**Written exercise**
In the entries from the line with "of the shirt" through the end of the entries, change "point_to" to "mark_points" and leave everything else as it is. Give back only those lines.

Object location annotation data

= = =

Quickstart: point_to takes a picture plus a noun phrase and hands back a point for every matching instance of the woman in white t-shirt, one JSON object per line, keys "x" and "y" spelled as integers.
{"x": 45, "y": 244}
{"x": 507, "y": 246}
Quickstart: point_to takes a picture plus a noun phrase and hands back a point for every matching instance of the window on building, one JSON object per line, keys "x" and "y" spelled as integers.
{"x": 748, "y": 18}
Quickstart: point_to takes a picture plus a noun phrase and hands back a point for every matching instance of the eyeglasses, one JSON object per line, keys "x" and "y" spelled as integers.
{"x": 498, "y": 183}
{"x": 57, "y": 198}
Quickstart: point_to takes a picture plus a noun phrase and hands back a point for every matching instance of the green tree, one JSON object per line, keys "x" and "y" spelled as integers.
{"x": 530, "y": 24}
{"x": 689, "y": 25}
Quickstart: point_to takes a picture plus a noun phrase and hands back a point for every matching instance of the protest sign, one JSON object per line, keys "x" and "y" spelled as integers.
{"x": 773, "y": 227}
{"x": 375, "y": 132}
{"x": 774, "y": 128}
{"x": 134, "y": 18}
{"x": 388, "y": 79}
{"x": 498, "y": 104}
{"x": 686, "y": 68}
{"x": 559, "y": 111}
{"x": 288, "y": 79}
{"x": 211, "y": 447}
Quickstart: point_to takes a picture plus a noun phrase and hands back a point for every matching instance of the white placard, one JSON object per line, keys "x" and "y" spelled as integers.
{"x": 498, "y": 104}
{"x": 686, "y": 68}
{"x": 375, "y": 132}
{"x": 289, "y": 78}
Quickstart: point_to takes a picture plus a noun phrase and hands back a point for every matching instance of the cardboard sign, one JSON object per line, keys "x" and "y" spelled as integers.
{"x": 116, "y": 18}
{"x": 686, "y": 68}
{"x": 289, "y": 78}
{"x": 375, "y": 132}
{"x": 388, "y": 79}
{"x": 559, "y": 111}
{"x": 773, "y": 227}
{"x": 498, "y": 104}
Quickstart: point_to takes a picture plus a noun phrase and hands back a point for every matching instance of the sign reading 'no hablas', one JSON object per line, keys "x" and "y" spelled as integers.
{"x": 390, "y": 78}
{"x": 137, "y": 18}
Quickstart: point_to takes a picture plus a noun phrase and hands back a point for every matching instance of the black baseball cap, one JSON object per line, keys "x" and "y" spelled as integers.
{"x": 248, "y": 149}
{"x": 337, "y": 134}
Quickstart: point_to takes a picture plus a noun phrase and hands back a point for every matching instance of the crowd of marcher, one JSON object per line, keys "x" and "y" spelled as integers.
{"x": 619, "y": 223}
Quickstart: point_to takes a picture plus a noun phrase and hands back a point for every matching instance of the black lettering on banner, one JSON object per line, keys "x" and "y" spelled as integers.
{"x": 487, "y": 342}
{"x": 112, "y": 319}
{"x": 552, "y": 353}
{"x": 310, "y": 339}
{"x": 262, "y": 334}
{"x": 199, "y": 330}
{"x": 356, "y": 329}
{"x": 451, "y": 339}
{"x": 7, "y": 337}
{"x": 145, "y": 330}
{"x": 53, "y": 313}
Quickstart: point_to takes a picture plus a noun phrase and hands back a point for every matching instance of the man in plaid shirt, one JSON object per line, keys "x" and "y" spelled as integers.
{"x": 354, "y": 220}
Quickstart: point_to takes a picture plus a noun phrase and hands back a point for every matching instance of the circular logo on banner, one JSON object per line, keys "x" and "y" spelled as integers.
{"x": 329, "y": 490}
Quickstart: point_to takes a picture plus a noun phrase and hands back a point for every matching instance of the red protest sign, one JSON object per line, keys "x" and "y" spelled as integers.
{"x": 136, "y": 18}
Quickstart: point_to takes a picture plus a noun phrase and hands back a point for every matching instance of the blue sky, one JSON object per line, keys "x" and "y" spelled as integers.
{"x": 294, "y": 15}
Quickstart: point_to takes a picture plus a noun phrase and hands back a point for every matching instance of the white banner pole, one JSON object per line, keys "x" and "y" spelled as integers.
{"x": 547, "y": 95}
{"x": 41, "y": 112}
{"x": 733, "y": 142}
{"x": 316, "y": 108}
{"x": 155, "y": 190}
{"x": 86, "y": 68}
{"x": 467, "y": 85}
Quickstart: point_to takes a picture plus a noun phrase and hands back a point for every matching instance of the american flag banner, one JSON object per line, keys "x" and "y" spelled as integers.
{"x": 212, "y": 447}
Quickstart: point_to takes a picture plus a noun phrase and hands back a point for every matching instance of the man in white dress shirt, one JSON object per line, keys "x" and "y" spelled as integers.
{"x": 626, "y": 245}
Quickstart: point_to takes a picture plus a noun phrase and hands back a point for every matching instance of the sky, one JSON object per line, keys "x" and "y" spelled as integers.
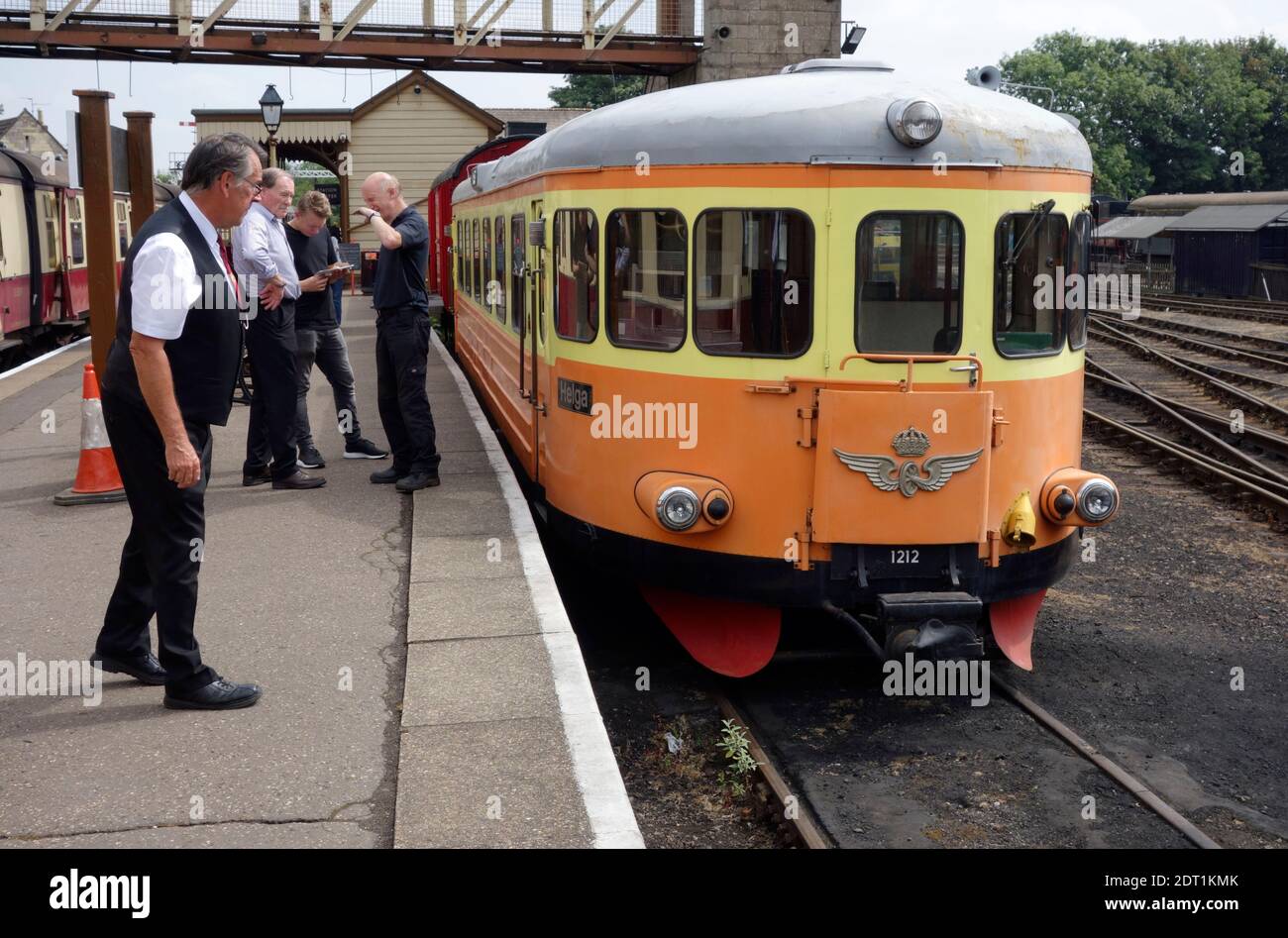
{"x": 936, "y": 38}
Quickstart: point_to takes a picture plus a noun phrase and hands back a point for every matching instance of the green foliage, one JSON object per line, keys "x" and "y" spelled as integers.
{"x": 737, "y": 752}
{"x": 596, "y": 90}
{"x": 1168, "y": 116}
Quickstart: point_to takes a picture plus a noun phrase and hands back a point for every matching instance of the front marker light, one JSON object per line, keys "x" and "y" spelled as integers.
{"x": 913, "y": 121}
{"x": 1098, "y": 500}
{"x": 678, "y": 508}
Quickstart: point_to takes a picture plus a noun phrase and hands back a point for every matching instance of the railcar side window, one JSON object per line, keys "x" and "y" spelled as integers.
{"x": 645, "y": 287}
{"x": 478, "y": 265}
{"x": 754, "y": 282}
{"x": 77, "y": 230}
{"x": 909, "y": 282}
{"x": 488, "y": 279}
{"x": 498, "y": 270}
{"x": 1080, "y": 264}
{"x": 576, "y": 274}
{"x": 52, "y": 231}
{"x": 123, "y": 231}
{"x": 1029, "y": 249}
{"x": 460, "y": 257}
{"x": 518, "y": 292}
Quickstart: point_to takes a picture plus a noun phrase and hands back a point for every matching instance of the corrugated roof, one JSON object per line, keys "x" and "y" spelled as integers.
{"x": 1133, "y": 226}
{"x": 1231, "y": 218}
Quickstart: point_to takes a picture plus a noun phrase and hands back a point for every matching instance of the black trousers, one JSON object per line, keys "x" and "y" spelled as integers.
{"x": 270, "y": 343}
{"x": 162, "y": 553}
{"x": 402, "y": 354}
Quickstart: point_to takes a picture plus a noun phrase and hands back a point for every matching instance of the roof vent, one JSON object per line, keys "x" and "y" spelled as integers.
{"x": 842, "y": 64}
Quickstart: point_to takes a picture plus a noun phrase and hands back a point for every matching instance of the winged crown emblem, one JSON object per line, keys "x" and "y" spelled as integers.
{"x": 889, "y": 474}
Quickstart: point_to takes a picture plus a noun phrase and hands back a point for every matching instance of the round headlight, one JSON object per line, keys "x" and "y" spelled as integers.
{"x": 1098, "y": 499}
{"x": 914, "y": 123}
{"x": 678, "y": 508}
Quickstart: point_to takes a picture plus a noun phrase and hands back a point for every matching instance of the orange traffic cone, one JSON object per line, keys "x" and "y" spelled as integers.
{"x": 97, "y": 476}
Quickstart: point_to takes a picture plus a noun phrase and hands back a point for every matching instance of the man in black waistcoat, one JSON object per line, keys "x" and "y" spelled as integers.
{"x": 170, "y": 375}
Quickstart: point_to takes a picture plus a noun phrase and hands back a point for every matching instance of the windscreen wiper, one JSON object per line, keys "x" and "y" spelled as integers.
{"x": 1043, "y": 210}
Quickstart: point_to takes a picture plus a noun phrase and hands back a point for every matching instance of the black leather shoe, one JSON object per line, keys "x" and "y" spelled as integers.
{"x": 218, "y": 694}
{"x": 386, "y": 476}
{"x": 299, "y": 480}
{"x": 146, "y": 671}
{"x": 257, "y": 478}
{"x": 415, "y": 480}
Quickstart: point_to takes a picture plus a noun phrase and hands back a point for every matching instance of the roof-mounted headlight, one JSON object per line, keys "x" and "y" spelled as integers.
{"x": 913, "y": 121}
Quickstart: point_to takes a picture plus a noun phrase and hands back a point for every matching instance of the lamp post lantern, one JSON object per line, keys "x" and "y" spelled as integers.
{"x": 270, "y": 110}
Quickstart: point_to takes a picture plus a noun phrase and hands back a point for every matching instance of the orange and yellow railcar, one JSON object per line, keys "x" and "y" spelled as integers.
{"x": 790, "y": 342}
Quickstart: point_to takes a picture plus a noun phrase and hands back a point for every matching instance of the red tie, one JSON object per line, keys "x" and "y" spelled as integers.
{"x": 228, "y": 268}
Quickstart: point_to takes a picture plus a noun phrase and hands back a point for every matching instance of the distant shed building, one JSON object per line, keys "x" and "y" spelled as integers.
{"x": 1223, "y": 244}
{"x": 1233, "y": 251}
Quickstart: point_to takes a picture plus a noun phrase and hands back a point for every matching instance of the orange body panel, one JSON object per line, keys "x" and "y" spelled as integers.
{"x": 750, "y": 442}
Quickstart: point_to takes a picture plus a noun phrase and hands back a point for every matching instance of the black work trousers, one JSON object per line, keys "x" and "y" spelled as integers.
{"x": 162, "y": 552}
{"x": 271, "y": 348}
{"x": 402, "y": 354}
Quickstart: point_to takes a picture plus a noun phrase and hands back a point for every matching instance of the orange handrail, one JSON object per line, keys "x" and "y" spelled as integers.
{"x": 915, "y": 360}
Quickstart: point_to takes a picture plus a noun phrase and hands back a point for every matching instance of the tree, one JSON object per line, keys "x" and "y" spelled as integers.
{"x": 1168, "y": 116}
{"x": 596, "y": 90}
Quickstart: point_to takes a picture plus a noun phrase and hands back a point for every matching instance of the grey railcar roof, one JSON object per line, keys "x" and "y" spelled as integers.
{"x": 829, "y": 115}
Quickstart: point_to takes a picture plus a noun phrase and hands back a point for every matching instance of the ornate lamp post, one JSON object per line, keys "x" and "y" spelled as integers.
{"x": 270, "y": 108}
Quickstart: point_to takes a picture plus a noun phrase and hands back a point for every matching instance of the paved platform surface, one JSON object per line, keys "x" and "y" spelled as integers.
{"x": 421, "y": 683}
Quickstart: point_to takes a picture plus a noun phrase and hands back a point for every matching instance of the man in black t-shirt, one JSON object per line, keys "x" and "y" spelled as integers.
{"x": 317, "y": 333}
{"x": 402, "y": 334}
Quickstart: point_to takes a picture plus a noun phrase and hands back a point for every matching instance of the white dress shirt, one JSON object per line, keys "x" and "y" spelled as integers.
{"x": 261, "y": 251}
{"x": 165, "y": 283}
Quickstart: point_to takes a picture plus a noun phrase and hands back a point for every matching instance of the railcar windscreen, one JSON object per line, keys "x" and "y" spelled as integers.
{"x": 754, "y": 273}
{"x": 909, "y": 282}
{"x": 1028, "y": 320}
{"x": 645, "y": 278}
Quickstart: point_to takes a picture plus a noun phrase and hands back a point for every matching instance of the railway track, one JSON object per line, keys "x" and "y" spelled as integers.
{"x": 795, "y": 812}
{"x": 1248, "y": 311}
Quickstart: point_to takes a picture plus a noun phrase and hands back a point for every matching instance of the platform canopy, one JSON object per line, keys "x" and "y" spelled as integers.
{"x": 1129, "y": 227}
{"x": 1231, "y": 218}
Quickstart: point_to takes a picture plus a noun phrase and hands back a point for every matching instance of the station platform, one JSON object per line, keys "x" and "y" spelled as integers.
{"x": 423, "y": 685}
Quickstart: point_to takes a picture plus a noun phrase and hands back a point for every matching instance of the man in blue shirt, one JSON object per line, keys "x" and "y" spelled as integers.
{"x": 402, "y": 334}
{"x": 263, "y": 258}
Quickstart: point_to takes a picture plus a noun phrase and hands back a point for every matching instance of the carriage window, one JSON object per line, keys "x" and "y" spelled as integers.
{"x": 460, "y": 258}
{"x": 516, "y": 285}
{"x": 498, "y": 269}
{"x": 645, "y": 253}
{"x": 576, "y": 274}
{"x": 754, "y": 274}
{"x": 52, "y": 230}
{"x": 123, "y": 231}
{"x": 477, "y": 289}
{"x": 909, "y": 282}
{"x": 1029, "y": 249}
{"x": 1080, "y": 264}
{"x": 77, "y": 230}
{"x": 488, "y": 279}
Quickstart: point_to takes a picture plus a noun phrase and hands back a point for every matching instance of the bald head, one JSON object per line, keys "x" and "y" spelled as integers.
{"x": 382, "y": 192}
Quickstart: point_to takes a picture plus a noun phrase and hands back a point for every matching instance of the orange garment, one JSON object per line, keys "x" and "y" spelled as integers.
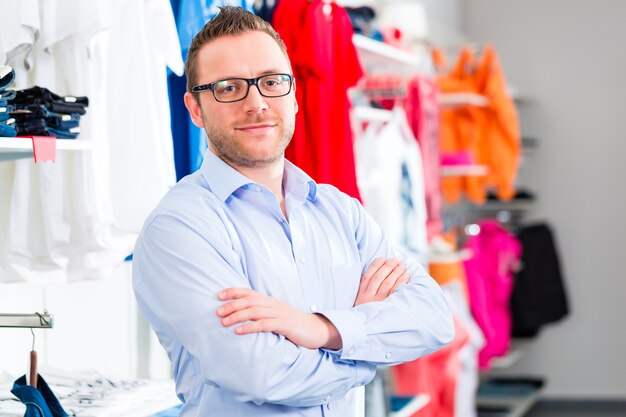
{"x": 445, "y": 272}
{"x": 501, "y": 142}
{"x": 460, "y": 130}
{"x": 490, "y": 134}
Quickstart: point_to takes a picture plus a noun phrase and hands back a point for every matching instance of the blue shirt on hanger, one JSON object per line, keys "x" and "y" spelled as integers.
{"x": 216, "y": 229}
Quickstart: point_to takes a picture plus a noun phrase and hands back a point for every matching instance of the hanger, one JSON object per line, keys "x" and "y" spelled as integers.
{"x": 32, "y": 371}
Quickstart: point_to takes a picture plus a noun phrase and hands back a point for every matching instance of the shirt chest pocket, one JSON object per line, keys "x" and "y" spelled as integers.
{"x": 346, "y": 279}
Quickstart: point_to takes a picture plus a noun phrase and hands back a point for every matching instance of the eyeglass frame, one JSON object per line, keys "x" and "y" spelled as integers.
{"x": 250, "y": 81}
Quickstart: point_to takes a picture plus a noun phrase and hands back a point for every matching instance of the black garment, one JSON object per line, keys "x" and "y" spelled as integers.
{"x": 53, "y": 102}
{"x": 265, "y": 9}
{"x": 539, "y": 295}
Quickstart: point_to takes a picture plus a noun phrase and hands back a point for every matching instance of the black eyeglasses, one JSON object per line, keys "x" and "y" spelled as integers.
{"x": 236, "y": 89}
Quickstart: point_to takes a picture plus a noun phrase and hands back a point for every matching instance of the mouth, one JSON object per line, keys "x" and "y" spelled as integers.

= = =

**Output of the task**
Quickstart: mark_points takes a picture plus a noun phrase and hands back a point for every matching instance of the shirt chest pocket, one JSON object per line, keys "x" and "y" spelled as integers.
{"x": 346, "y": 279}
Quickstart: mark_points takes a picture plus a noun phrase and hands back a point for every matching instance of the eyeglass frame, one JSON object per line, keys "x" and "y" spelled as integers.
{"x": 250, "y": 81}
Quickstart: mark_points takes a picture plus a noun phrase and hands back a point for every matching instance of the black garment, one JSON object per line, keys "x" and "y" spelled as integers.
{"x": 53, "y": 102}
{"x": 265, "y": 9}
{"x": 539, "y": 295}
Quickstart: mark_points takes a picture plus a noun phrase and hands back a point for every matching instance of the black eyeglasses, one JSON object per line, keys "x" and "y" spelled as integers.
{"x": 236, "y": 89}
Quickstart: mark_points takes a picture plus a noun phrase and hands back a point for every matching instance of the mouth, one JSON object per line, keys "x" and "y" spelled as integers.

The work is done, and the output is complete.